▶ **Problem**: Output must match the records, character for character.
** Entries shown follows **
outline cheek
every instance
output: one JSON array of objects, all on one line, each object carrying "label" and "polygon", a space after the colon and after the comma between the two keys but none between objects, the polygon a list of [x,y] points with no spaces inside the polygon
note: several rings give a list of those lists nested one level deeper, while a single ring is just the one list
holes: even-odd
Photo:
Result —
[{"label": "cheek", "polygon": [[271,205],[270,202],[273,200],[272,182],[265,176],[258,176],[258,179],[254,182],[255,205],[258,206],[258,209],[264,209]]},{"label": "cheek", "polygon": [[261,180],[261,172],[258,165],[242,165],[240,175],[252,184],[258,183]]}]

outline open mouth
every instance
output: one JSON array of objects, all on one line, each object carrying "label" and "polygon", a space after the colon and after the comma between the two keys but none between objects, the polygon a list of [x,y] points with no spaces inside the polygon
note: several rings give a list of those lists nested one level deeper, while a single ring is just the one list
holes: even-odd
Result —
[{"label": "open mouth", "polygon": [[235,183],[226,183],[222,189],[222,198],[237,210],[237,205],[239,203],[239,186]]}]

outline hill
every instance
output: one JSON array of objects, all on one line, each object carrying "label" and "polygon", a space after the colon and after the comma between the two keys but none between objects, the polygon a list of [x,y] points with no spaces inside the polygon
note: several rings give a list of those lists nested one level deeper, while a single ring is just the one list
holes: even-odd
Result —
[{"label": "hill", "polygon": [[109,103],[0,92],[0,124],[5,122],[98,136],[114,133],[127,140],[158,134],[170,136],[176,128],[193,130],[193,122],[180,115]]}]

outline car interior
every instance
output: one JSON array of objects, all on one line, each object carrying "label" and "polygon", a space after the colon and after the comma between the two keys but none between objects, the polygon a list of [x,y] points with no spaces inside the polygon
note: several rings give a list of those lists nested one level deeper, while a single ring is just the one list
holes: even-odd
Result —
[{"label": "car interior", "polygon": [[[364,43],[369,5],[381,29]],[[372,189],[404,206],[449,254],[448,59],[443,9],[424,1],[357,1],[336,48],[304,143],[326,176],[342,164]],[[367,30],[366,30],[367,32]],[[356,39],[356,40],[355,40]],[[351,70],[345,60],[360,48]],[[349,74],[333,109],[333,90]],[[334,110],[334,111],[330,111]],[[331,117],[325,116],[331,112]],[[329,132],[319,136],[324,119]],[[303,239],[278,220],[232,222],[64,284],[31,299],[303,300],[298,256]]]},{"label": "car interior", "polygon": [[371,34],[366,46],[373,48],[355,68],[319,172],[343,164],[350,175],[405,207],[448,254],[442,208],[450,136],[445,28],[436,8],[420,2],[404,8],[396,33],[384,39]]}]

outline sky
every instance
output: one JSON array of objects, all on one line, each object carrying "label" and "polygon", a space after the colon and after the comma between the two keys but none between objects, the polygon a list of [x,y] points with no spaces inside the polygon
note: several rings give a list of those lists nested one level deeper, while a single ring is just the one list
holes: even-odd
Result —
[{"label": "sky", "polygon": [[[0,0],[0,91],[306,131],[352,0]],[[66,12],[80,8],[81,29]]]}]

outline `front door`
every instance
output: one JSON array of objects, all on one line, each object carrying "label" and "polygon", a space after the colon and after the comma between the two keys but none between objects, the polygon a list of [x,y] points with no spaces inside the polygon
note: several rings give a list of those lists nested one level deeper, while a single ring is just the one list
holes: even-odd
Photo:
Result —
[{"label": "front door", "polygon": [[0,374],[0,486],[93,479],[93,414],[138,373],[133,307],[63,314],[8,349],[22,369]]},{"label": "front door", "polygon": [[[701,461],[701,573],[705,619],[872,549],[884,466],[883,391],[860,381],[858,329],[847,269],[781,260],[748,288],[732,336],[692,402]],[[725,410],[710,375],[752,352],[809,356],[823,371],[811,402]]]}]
** End of Entries shown **
▶ **The completed task**:
outline cheek
every instance
output: one JSON array of objects, all on one line, each object carrying "label" and "polygon", a space after the colon and after the comma between the two keys but none between objects, the polygon a list of [x,y] points with no spaces inside the polygon
note: several rings give a list of those lists nested one level deeper, while a single ring is just the one list
holes: even-odd
Photo:
Result —
[{"label": "cheek", "polygon": [[271,205],[270,202],[273,200],[272,182],[265,176],[258,176],[258,179],[254,182],[255,205],[258,206],[258,209],[264,209]]},{"label": "cheek", "polygon": [[261,180],[261,172],[258,165],[242,165],[240,175],[252,184],[258,183]]}]

outline open mouth
every instance
output: one JSON array of objects, all on one line, each object carrying "label" and "polygon", a space after the colon and after the comma between the two keys but none between objects, the polygon a list of [x,y] points with no spaces inside the polygon
note: several rings give a list of those lists nested one level deeper, while a single ring is just the one list
holes: even-odd
Result —
[{"label": "open mouth", "polygon": [[235,183],[226,183],[222,189],[222,198],[237,210],[237,205],[239,203],[239,186]]}]

outline hill
every instance
output: one JSON array of objects, all on one line, each object carrying "label" and "polygon", a space after the colon and after the comma between the two keys but none between objects, the polygon a list of [x,y] points with no spaces inside the polygon
note: several rings give a list of those lists nested one level deeper, while a single ring is just the one list
holes: even-odd
Result —
[{"label": "hill", "polygon": [[109,103],[0,92],[0,124],[5,122],[98,136],[114,133],[127,140],[158,134],[170,136],[176,128],[193,130],[193,122],[180,115]]}]

outline car interior
every instance
output: one JSON array of objects, all on one line, each object carrying "label" and "polygon", a space after the colon and after the comma between the two keys but none between objects, the polygon a list of [x,y] points with no spaces inside the polygon
note: several rings give a list of those lists nested one level deeper, while a single ring is just the one list
holes: even-odd
Result —
[{"label": "car interior", "polygon": [[[364,43],[369,5],[381,29]],[[372,189],[404,206],[449,254],[448,59],[443,9],[424,1],[357,1],[336,48],[304,143],[326,176],[342,164]],[[367,30],[366,30],[367,32]],[[356,39],[356,40],[355,40]],[[351,70],[345,60],[360,48]],[[349,74],[333,109],[333,90]],[[334,110],[334,111],[330,111]],[[331,117],[325,116],[331,112]],[[329,132],[319,136],[324,119]],[[303,239],[278,220],[232,222],[64,284],[31,299],[303,300],[298,256]]]},{"label": "car interior", "polygon": [[371,34],[366,46],[373,48],[355,68],[319,172],[343,164],[350,175],[405,207],[448,254],[442,208],[450,136],[445,28],[436,8],[420,2],[404,8],[396,33],[384,39]]}]

outline sky
every instance
output: one JSON array of objects, all on one line, each object carrying "label" and "polygon", a space after the colon and after the comma between the two keys but none between objects, the polygon a list of [x,y] points with no spaces inside the polygon
note: several rings give a list of those lists nested one level deeper, while a single ring is just the one list
holes: even-odd
Result —
[{"label": "sky", "polygon": [[[0,0],[0,91],[306,131],[352,0]],[[66,12],[80,8],[81,29]]]}]

outline `front door`
every instance
output: one JSON array of objects, all on one line, each object carrying "label" and "polygon", a space after the colon and after the comma between the two keys but none between objects, the polygon a list of [x,y] points with no spaces inside the polygon
note: several rings give a list of those lists nested one level deeper, while a single ring is just the one list
holes: even-odd
Photo:
Result —
[{"label": "front door", "polygon": [[0,374],[0,486],[93,479],[93,414],[138,373],[133,307],[63,314],[8,349],[22,369]]},{"label": "front door", "polygon": [[[701,461],[701,573],[705,619],[872,549],[884,466],[883,391],[860,381],[858,329],[847,269],[781,260],[748,288],[732,336],[692,402]],[[725,410],[710,375],[752,352],[809,356],[823,371],[811,402]]]}]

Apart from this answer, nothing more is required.